* **EXERCISE TASK A**
Return the dataset items unchanged, from their beginning up to and including the line containing "[484, 350, 503, 361]". Leave the pictures out of your answer.

The Challenge
Our client needed a real-time analytics platform to track user behavior across their SaaS application. The requirements were demanding:
- Process 5+ million events per day
- Real-time dashboard updates (<2 second latency)
- Zero data loss
- Query historical data efficiently
- Cost-effective infrastructure
Traditional approaches (writing directly to database, using heavy analytics platforms) wouldn't scale cost-effectively.
Technical Requirements
Scale:
- 5 million events/day initially
- Expected growth to 50 million/day within a year
- 10,000+ concurrent users
- Real-time aggregations
Reliability:
- 99.9% uptime
- Zero data loss
- Graceful degradation
Performance:
- <2 second dashboard updates
- <100ms API response times
- Efficient historical queries
The Architecture
Event Collection Layer
// EventController.php
public function track(Request $request)

* **EXERCISE TASK B**
Write the next part of the case study on the real-time analytics platform, starting right after its final line.

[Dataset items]
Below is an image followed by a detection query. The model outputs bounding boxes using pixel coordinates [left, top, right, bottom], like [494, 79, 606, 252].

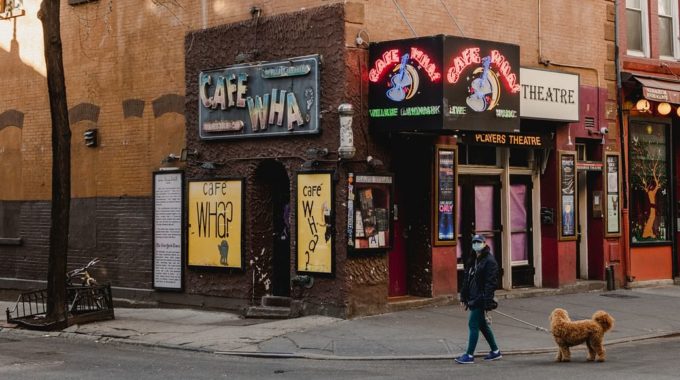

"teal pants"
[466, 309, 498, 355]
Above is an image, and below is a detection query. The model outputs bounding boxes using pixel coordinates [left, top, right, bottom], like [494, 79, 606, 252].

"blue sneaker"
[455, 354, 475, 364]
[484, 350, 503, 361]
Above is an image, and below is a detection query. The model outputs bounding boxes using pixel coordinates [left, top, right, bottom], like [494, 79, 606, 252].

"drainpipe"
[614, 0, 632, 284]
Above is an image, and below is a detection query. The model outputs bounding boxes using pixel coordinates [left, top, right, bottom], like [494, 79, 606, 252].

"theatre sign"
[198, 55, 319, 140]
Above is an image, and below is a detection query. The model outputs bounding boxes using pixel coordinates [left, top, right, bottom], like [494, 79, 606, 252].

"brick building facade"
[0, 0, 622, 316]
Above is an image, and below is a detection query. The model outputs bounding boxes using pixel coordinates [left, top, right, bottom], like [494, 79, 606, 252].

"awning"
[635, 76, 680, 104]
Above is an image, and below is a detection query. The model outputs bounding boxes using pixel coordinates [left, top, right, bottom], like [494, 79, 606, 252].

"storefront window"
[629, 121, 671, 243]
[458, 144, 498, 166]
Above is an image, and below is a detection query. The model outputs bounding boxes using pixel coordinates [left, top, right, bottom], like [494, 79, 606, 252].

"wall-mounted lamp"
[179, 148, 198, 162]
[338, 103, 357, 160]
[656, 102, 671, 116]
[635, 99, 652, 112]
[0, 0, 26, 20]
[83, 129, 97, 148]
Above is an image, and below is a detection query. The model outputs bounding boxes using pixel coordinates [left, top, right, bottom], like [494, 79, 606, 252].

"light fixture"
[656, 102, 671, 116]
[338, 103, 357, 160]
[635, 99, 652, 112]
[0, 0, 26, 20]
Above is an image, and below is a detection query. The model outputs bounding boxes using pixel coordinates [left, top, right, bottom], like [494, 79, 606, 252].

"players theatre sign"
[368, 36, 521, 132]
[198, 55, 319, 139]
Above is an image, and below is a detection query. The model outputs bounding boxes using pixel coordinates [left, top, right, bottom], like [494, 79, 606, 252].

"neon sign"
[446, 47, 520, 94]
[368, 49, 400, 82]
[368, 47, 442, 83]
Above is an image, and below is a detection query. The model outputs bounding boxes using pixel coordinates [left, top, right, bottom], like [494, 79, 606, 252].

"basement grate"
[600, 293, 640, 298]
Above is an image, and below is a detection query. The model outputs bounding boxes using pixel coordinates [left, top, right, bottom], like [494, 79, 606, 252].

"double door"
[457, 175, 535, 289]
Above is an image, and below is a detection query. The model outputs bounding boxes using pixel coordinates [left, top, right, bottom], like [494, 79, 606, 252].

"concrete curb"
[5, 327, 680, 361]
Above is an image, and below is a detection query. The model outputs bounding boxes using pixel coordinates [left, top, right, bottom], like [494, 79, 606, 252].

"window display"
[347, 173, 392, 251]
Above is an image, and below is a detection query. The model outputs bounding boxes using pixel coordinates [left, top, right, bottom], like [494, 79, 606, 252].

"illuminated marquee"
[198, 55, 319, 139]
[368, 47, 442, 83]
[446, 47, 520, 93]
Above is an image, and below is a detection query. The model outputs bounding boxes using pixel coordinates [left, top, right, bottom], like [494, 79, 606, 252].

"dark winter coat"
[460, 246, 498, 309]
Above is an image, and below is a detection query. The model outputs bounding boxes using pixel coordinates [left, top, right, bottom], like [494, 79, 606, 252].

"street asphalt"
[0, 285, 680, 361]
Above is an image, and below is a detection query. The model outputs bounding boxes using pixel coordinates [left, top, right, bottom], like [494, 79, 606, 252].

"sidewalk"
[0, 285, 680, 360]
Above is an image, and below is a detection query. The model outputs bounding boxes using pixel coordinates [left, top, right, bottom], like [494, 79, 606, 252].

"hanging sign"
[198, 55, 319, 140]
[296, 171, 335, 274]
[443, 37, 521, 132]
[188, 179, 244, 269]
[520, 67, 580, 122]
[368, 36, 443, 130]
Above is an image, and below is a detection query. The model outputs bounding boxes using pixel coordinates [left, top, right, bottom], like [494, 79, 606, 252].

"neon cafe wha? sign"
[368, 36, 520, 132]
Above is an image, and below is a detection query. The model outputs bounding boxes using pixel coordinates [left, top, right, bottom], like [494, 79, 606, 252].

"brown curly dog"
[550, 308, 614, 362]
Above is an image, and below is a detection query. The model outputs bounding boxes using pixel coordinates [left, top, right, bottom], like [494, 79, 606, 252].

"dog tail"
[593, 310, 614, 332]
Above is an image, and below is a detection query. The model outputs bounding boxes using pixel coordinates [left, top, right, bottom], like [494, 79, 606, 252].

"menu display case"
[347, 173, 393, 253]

* **EXERCISE ANSWER A**
Below is an image followed by a detection query. The model outputs bounding boxes using pixel coordinates [left, top, right, bottom], like [494, 79, 606, 252].


"teal pants"
[466, 309, 498, 355]
Above is an image, and below is a detection query. The model outputs bounding boxes using pixel coordinates [left, top, right, bottom], like [494, 79, 606, 252].

"blue sneaker"
[455, 354, 475, 364]
[484, 350, 503, 361]

* **EXERCISE ANSWER B**
{
$event = [
'event_type' => $request->input('event'),
'user_id' => $request->input('user_id'),
'properties' => $request->input('properties', []),
'timestamp' => now()->timestamp,
'session_id' => $request->input('session_id'),
];
// Write to Redis for immediate processing
Redis::lpush('events:queue', json_encode($event));
// Also publish for real-time listeners
Redis::publish('events:stream', json_encode($event));
return response()->json(['success' => true]);
}
Why This Approach:
- Redis is lightning-fast (50k+ writes/second)
- Non-blocking for the user
- Dual-write: queue for processing, pubsub for real-time
Processing Layer: Queue Workers
// ProcessAnalyticsEvent.php
class ProcessAnalyticsEvent implements ShouldQueue
{
use Queueable, SerializesModels;
public function handle()
{
while ($event = Redis::rpop('events:queue')) {
$data = json_decode($event, true);
// Batch events for efficiency
$this->batchEvent($data);
// Update real-time metrics
$this->updateMetrics($data);
// Write to long-term storage
$this->persistEvent($data);
}
}
private function batchEvent($data)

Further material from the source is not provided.